● **Trecho selecionado**
........
22/04/2025 07h00 - Atualizado 22/04/2025 09h32

O Leopardo, de Giuseppe Tomasi di Lampedusa, e o direito: mudar para continuar?

Por Terezinha
para IARGS

O Leopardo, em italiano Il Gattopardo, é um romance histórico de autoria de Giuseppe Tomasi di Lampedusa, que foi publicado em 1958, após o falecimento do autor. Recentemente, a obra foi adaptada para a plataforma de streaming Netflix, tendo como tema principal a aristocracia siciliana e o seu declínio a partir de 1860.
No decorrer da trama, há um diálogo entre os dois principais personagens, em que o aristocrata Trancredi de Falconeri diz ao Príncipe de Salina, Dom Fabrizio, a célebre frase: “se quisermos que tudo continue como está, é preciso que tudo mude”. Tancredi percebeu que, para que a elite da época mantivesse sua influência, precisaria se adaptar às mudanças inevitáveis.
........
● **Tarefa proposta 1**
Diga se cada afirmação concorda com o texto sobre O Leopardo: (a) o romance foi publicado em 1958, depois da morte do autor; (b) a adaptação recente da obra foi feita para o cinema; (c) Tancredi percebeu que a elite precisaria se adaptar. Responda sim ou não em cada caso e cite as palavras do texto que decidem a resposta.
● **Tarefa proposta 2**
Prossiga o texto sobre O Leopardo a partir da última frase apresentada.
As entradas não têm relação com o texto sobre O Leopardo.
........
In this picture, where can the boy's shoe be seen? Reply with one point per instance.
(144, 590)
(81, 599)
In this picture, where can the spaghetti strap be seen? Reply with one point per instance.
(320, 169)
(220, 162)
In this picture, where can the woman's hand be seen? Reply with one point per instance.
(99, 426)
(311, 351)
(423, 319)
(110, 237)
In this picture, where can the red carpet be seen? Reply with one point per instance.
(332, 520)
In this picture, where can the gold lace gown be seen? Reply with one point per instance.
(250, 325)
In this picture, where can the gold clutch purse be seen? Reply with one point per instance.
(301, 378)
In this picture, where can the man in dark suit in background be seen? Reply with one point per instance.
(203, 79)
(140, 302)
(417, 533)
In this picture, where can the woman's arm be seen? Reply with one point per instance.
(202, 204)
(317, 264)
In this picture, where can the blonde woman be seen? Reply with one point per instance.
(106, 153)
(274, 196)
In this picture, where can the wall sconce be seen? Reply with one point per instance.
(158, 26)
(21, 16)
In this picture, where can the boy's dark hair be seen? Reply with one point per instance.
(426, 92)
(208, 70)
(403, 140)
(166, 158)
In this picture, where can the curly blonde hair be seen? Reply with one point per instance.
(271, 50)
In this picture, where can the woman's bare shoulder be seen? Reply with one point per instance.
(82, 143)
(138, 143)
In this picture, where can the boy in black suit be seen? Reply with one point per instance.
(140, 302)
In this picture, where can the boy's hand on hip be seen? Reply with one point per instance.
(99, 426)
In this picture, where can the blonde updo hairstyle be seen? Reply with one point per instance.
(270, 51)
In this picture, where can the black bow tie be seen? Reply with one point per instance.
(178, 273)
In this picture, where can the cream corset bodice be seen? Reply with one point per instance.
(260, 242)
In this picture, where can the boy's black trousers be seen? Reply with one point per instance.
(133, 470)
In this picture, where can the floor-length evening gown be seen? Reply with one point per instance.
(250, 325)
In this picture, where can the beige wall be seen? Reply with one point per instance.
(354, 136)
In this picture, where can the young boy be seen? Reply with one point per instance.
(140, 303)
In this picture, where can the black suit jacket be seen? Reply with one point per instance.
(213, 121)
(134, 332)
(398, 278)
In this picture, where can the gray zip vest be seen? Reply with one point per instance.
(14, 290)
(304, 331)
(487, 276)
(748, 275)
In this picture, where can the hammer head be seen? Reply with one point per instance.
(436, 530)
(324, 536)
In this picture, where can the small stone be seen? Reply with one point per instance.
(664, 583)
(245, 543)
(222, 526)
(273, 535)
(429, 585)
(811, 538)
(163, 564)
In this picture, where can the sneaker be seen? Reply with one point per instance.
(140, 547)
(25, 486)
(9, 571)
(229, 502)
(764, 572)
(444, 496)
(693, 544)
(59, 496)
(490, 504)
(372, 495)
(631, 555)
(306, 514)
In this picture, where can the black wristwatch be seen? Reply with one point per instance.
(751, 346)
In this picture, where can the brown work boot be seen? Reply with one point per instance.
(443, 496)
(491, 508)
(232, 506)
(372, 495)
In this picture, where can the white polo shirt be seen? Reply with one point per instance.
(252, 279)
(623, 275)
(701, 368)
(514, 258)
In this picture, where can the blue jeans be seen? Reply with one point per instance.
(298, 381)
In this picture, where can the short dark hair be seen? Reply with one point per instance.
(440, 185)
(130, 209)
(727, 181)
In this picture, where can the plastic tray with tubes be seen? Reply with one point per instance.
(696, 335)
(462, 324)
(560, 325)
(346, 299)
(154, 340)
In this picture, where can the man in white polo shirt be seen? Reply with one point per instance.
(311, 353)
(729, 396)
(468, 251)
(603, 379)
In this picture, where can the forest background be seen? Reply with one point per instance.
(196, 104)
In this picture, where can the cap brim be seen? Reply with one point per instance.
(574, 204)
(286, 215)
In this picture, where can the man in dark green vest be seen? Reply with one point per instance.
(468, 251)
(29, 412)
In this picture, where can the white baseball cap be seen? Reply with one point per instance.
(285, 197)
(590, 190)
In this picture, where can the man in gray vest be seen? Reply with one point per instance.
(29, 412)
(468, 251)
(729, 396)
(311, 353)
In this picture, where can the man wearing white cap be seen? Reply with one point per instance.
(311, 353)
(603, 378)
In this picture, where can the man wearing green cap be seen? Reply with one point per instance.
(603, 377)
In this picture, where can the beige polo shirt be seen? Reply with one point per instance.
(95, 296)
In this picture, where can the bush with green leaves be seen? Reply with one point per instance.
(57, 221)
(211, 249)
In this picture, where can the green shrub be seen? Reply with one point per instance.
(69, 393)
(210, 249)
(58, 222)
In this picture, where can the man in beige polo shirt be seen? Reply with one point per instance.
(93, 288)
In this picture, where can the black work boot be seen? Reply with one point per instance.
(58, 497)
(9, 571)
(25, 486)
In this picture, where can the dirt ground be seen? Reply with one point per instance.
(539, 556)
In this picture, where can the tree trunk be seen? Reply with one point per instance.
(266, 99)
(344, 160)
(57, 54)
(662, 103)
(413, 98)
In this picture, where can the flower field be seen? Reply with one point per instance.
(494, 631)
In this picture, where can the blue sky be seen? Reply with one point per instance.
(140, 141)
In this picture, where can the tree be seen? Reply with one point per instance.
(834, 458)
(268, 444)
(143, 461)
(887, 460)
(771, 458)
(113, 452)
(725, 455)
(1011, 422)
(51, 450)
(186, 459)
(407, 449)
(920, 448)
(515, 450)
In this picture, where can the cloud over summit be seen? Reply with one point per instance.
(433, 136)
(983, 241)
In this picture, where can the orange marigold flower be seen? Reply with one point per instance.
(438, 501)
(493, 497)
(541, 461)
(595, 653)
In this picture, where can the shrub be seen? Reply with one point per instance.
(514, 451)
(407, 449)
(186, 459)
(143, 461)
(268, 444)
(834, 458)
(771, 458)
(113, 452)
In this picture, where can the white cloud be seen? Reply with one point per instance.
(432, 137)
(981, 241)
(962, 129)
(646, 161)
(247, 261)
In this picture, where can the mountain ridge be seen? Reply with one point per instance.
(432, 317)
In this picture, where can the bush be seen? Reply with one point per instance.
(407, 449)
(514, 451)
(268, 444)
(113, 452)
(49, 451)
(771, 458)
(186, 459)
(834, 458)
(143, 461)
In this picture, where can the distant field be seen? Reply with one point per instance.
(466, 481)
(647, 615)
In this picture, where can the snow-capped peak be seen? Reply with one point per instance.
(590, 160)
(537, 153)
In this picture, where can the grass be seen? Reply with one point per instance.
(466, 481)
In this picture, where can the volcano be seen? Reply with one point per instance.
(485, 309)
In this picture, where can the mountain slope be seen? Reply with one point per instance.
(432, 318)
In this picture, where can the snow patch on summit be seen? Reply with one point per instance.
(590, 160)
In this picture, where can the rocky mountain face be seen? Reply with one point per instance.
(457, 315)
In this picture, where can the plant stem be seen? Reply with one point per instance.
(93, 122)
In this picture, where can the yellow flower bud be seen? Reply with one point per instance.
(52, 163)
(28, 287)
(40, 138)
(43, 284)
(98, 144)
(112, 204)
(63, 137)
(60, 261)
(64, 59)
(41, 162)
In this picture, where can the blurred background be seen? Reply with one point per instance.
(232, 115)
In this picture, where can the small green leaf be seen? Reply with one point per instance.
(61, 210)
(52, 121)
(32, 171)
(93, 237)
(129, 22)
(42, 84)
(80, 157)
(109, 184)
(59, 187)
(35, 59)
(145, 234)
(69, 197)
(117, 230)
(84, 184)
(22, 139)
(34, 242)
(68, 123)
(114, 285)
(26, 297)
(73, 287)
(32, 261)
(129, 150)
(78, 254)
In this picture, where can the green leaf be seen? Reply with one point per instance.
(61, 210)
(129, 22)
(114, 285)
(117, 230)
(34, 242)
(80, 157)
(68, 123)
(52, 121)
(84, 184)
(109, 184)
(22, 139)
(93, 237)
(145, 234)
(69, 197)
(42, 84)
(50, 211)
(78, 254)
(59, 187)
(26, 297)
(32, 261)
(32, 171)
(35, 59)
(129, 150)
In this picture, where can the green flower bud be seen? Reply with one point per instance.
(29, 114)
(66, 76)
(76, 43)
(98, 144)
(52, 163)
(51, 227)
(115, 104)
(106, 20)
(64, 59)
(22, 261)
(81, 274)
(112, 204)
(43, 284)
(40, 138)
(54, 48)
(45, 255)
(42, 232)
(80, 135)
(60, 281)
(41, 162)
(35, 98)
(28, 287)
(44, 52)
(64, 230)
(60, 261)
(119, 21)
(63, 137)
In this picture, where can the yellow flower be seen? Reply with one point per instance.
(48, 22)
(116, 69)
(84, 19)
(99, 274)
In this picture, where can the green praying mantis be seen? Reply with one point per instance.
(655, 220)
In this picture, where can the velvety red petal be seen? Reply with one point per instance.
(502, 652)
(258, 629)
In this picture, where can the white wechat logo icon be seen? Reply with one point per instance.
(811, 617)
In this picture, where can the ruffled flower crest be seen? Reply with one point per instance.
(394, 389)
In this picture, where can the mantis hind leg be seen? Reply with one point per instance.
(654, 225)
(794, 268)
........
● **Resposta 1**
(a) Sim: "foi publicado em 1958, após o falecimento do autor".
(b) Não: "a obra foi adaptada para a plataforma de streaming Netflix".
(c) Sim: "precisaria se adaptar às mudanças inevitáveis".

● **Resposta 2**
Com base nessa reflexão, pode-se questionar: a maneira como a inteligência artificial está remodelando a prática do direito apresenta a necessidade de adaptação e modernização inevitável?
Assim como a aristocracia retratada no romance precisou aceitar as transformações políticas e sociais para garantir sua continuidade, o direito também enfrenta um período de transição devido à ascensão da inteligência artificial. No livro, o modelo aristocrático de poder estava em perigo. No direito, o modelo tradicional de prática jurídica, baseado exclusivamente no trabalho manual e analógico, parecer também estar em declínio diante da crescente digitalização e automação dos processos.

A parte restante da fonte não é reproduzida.